----- MATERIAL PROVIDED -----

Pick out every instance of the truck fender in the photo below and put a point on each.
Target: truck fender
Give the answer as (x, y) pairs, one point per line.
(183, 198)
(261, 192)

-----

● **WHAT TO PRODUCE**
Duplicate the rows above line for line, with no changes.

● **SOLUTION TO THE EXERCISE**
Pick out every instance of the truck fender in the photo below and put a point on each.
Target: truck fender
Give the answer as (x, y) pairs, one point per line.
(183, 198)
(261, 192)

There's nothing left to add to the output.